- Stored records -

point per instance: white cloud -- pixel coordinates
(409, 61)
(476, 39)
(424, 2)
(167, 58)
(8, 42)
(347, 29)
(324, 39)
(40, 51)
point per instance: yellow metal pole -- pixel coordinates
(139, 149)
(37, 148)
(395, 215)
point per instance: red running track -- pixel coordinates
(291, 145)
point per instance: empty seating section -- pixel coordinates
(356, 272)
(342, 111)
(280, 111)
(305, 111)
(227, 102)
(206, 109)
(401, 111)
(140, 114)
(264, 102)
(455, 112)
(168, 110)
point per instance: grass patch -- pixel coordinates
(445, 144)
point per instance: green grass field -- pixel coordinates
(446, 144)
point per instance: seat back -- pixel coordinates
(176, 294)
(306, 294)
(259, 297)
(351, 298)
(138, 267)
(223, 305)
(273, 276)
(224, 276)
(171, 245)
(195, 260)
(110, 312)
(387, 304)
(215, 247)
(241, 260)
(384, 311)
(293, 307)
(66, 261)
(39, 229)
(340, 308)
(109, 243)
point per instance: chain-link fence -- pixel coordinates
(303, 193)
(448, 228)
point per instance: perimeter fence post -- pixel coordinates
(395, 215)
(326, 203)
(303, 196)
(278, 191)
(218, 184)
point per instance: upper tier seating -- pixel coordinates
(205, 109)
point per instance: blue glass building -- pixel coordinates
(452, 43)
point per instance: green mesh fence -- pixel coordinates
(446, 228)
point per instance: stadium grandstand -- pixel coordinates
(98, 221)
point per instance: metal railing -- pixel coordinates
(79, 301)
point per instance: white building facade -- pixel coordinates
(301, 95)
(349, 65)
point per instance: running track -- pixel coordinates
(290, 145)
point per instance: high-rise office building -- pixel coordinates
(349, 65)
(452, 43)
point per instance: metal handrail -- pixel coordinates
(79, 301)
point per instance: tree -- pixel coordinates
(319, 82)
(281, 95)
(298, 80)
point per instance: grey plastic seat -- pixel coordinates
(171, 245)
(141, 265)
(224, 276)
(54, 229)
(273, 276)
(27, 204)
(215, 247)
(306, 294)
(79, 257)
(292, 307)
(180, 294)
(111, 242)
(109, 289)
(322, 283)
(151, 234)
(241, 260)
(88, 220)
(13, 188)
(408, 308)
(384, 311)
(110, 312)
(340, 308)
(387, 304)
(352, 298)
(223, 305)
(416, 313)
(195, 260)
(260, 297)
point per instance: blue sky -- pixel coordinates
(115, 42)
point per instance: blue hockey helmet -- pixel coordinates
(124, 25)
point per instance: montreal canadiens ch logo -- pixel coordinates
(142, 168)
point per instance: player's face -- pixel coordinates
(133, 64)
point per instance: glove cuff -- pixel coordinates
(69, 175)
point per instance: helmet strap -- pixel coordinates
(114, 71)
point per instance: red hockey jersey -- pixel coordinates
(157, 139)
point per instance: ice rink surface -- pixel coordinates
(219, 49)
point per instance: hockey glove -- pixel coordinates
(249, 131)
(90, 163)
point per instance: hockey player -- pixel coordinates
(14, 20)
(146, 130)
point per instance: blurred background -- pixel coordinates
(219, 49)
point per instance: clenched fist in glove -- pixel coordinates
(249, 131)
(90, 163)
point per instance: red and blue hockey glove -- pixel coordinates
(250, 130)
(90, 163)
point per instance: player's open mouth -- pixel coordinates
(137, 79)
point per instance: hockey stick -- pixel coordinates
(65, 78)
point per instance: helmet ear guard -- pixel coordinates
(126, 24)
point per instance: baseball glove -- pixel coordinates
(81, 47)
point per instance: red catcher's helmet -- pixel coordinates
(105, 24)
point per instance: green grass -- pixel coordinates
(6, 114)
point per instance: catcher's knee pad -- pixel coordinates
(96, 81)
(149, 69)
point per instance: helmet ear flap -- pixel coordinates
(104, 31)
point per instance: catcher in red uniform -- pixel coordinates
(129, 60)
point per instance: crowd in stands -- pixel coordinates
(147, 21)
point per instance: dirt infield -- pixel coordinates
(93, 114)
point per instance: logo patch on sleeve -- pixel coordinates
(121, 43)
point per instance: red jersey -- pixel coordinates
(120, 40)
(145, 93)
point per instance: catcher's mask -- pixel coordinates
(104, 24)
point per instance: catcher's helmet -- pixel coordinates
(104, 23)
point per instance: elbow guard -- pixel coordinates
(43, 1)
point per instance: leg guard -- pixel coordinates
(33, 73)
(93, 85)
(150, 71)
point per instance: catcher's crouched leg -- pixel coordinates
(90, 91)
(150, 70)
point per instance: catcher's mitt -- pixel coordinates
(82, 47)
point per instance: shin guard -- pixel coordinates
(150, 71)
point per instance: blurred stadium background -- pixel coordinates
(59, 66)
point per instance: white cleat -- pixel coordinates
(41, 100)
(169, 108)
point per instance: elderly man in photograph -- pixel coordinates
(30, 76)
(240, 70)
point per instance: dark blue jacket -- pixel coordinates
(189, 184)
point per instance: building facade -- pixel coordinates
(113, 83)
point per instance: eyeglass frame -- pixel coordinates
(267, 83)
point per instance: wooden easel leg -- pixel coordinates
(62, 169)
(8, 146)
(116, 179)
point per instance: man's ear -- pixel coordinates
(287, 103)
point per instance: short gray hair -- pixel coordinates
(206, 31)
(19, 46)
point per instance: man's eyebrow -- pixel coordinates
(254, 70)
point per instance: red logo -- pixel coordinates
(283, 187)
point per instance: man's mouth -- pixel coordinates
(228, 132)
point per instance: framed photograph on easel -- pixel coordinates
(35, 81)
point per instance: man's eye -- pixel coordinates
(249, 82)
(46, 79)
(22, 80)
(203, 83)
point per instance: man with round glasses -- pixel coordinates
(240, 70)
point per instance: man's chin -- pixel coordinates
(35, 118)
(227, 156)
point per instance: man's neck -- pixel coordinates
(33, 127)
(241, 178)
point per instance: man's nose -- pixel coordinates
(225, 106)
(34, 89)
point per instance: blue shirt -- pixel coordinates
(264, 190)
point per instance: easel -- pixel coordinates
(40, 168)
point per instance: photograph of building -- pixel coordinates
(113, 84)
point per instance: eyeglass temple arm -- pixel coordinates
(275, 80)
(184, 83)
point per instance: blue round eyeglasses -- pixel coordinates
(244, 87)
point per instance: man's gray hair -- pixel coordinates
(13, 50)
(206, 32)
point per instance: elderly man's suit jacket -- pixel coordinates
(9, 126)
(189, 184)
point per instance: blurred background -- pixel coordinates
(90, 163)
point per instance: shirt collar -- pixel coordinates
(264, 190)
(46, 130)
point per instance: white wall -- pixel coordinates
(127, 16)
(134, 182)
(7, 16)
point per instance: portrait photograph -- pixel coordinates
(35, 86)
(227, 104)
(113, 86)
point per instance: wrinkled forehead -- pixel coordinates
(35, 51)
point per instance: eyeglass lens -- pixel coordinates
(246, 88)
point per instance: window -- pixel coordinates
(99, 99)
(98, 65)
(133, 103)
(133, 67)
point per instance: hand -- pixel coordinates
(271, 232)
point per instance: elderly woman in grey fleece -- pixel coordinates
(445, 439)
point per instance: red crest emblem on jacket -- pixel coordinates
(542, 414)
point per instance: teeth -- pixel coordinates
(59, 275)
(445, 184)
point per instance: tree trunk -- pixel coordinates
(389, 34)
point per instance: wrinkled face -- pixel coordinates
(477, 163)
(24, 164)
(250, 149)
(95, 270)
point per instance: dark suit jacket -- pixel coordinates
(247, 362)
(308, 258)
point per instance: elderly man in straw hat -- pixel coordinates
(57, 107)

- EXERCISE DESCRIPTION -
Word for word, give back the data shown above.

- EXERCISE ANSWER -
point per instance: white cloud -- pixel coordinates
(409, 61)
(476, 39)
(424, 2)
(167, 58)
(8, 42)
(347, 29)
(324, 39)
(40, 51)
point per instance: yellow metal pole -- pixel coordinates
(139, 149)
(37, 148)
(395, 215)
point per instance: red running track -- pixel coordinates
(291, 145)
point per instance: empty seating section -- pixel coordinates
(356, 272)
(342, 111)
(280, 111)
(305, 111)
(227, 102)
(206, 109)
(401, 111)
(140, 114)
(264, 102)
(455, 112)
(168, 110)
point per instance: grass patch -- pixel coordinates
(445, 144)
point per instance: green grass field -- pixel coordinates
(446, 144)
point per instance: seat back -- pixel coordinates
(176, 294)
(306, 294)
(259, 297)
(351, 298)
(138, 267)
(223, 305)
(273, 276)
(224, 276)
(171, 245)
(195, 260)
(110, 312)
(387, 304)
(215, 247)
(241, 260)
(384, 311)
(293, 307)
(66, 261)
(39, 229)
(340, 308)
(109, 243)
point per instance: chain-link fence -- pixel coordinates
(303, 193)
(448, 228)
point per instance: perimeter fence post -- pixel coordinates
(395, 215)
(326, 203)
(303, 196)
(278, 191)
(218, 184)
point per instance: upper tier seating -- pixel coordinates
(205, 109)
point per instance: blue glass building -- pixel coordinates
(452, 43)
point per instance: green mesh fence -- pixel coordinates
(446, 228)
point per instance: stadium grandstand -- pixel coordinates
(98, 221)
point per instance: metal railing -- pixel coordinates
(79, 301)
point per instance: white building facade -- pixel coordinates
(301, 95)
(349, 65)
point per instance: running track -- pixel coordinates
(290, 145)
point per instance: high-rise office building -- pixel coordinates
(349, 65)
(452, 43)
point per instance: metal handrail -- pixel coordinates
(79, 301)
point per instance: tree -- pixel coordinates
(319, 82)
(281, 95)
(298, 80)
point per instance: grey plastic seat -- pixel coordinates
(171, 245)
(141, 265)
(224, 276)
(54, 229)
(273, 276)
(27, 204)
(215, 247)
(306, 294)
(79, 257)
(292, 307)
(180, 294)
(111, 242)
(109, 289)
(322, 283)
(151, 234)
(241, 260)
(88, 220)
(13, 188)
(408, 308)
(384, 311)
(110, 312)
(340, 308)
(387, 304)
(352, 298)
(223, 305)
(416, 313)
(195, 260)
(260, 297)
point per instance: blue sky -- pixel coordinates
(115, 42)
point per instance: blue hockey helmet -- pixel coordinates
(124, 25)
point per instance: montreal canadiens ch logo -- pixel coordinates
(142, 168)
point per instance: player's face -- pixel coordinates
(133, 64)
point per instance: glove cuff -- pixel coordinates
(69, 175)
point per instance: helmet strap -- pixel coordinates
(114, 71)
point per instance: red hockey jersey -- pixel coordinates
(157, 139)
point per instance: ice rink surface -- pixel coordinates
(219, 49)
point per instance: hockey glove -- pixel coordinates
(249, 131)
(90, 163)
point per instance: hockey player -- pixel coordinates
(14, 20)
(146, 130)
point per instance: blurred background -- pixel coordinates
(219, 49)
point per instance: clenched fist in glove -- pixel coordinates
(249, 131)
(90, 163)
point per instance: red and blue hockey glove -- pixel coordinates
(250, 130)
(90, 163)
point per instance: player's open mouth -- pixel coordinates
(137, 79)
point per instance: hockey stick -- pixel coordinates
(65, 78)
point per instance: helmet ear guard -- pixel coordinates
(126, 24)
point per instance: baseball glove -- pixel coordinates
(81, 47)
point per instance: red catcher's helmet -- pixel coordinates
(105, 24)
point per instance: green grass -- pixel coordinates
(6, 114)
point per instance: catcher's knee pad -- pixel coordinates
(96, 81)
(149, 69)
point per instance: helmet ear flap -- pixel coordinates
(104, 31)
point per instance: catcher in red uniform -- pixel coordinates
(129, 60)
point per instance: crowd in stands -- pixel coordinates
(147, 21)
point per instance: dirt infield -- pixel coordinates
(93, 114)
point per instance: logo patch on sleeve -- pixel coordinates
(121, 43)
point per instance: red jersey -- pixel coordinates
(120, 40)
(145, 93)
point per instance: catcher's mask -- pixel coordinates
(104, 24)
point per instance: catcher's helmet -- pixel coordinates
(104, 23)
point per instance: elbow guard -- pixel coordinates
(43, 1)
point per instance: leg guard -- pixel coordinates
(33, 73)
(93, 85)
(150, 71)
point per instance: catcher's crouched leg -- pixel coordinates
(90, 91)
(150, 70)
point per instance: catcher's mitt -- pixel coordinates
(82, 47)
point per instance: shin guard -- pixel coordinates
(150, 71)
point per instance: blurred stadium background -- pixel coordinates
(59, 66)
point per instance: white cleat -- pixel coordinates
(41, 100)
(169, 108)
point per instance: elderly man in photograph -- pixel coordinates
(30, 76)
(240, 70)
point per instance: dark blue jacket -- pixel coordinates
(189, 184)
point per instance: building facade -- pixel coordinates
(113, 83)
point per instance: eyeglass frame -- pixel coordinates
(267, 83)
point per instance: wooden easel leg -- pixel coordinates
(62, 169)
(8, 146)
(116, 179)
point per instance: man's ear -- pixel coordinates
(287, 103)
point per instance: short gray hair -- pixel coordinates
(206, 31)
(19, 46)
point per instance: man's eyebrow -- pixel coordinates
(254, 70)
point per instance: red logo -- pixel coordinates
(283, 187)
point per instance: man's mouth -- pixel coordinates
(228, 132)
point per instance: framed photograph on easel -- pixel coordinates
(35, 81)
point per instance: man's eye -- pixel coordinates
(249, 82)
(46, 79)
(22, 80)
(203, 83)
point per instance: man with round glasses -- pixel coordinates
(240, 70)
point per instance: man's chin -- pixel coordinates
(35, 118)
(227, 156)
point per instance: man's neck -- pixel coordinates
(33, 127)
(241, 178)
point per instance: man's nose -- pixel coordinates
(225, 106)
(34, 89)
point per instance: blue shirt -- pixel coordinates
(264, 190)
point per instance: easel -- pixel coordinates
(40, 168)
point per instance: photograph of building -- pixel coordinates
(113, 84)
point per instance: eyeglass temple arm -- pixel coordinates
(275, 80)
(184, 83)
point per instance: blue round eyeglasses -- pixel coordinates
(244, 87)
point per instance: man's gray hair -- pixel coordinates
(13, 50)
(206, 32)
point per instance: elderly man's suit jacket -- pixel coordinates
(9, 126)
(189, 184)
point per instance: blurred background -- pixel coordinates
(90, 163)
point per instance: shirt collar -- pixel coordinates
(264, 190)
(46, 130)
point per instance: white wall -- pixel coordinates
(127, 16)
(134, 182)
(7, 16)
point per instance: portrait photograph -- pixel coordinates
(35, 86)
(227, 104)
(113, 86)
point per instance: wrinkled forehead -- pixel coordinates
(35, 51)
point per instance: eyeglass lens -- pixel coordinates
(246, 88)
point per instance: window -- pixel coordinates
(99, 99)
(98, 65)
(133, 103)
(133, 67)
point per instance: hand -- pixel coordinates
(271, 232)
point per instance: elderly woman in grey fleece -- pixel coordinates
(445, 439)
point per instance: red crest emblem on jacket -- pixel coordinates
(542, 414)
point per instance: teeth -- pixel coordinates
(59, 275)
(445, 184)
point per instance: tree trunk -- pixel coordinates
(389, 34)
point per instance: wrinkled face -- pixel coordinates
(477, 163)
(24, 164)
(250, 149)
(95, 270)
point per instance: dark suit jacket -- pixel coordinates
(247, 362)
(308, 258)
point per instance: elderly man in straw hat -- pixel coordinates
(57, 107)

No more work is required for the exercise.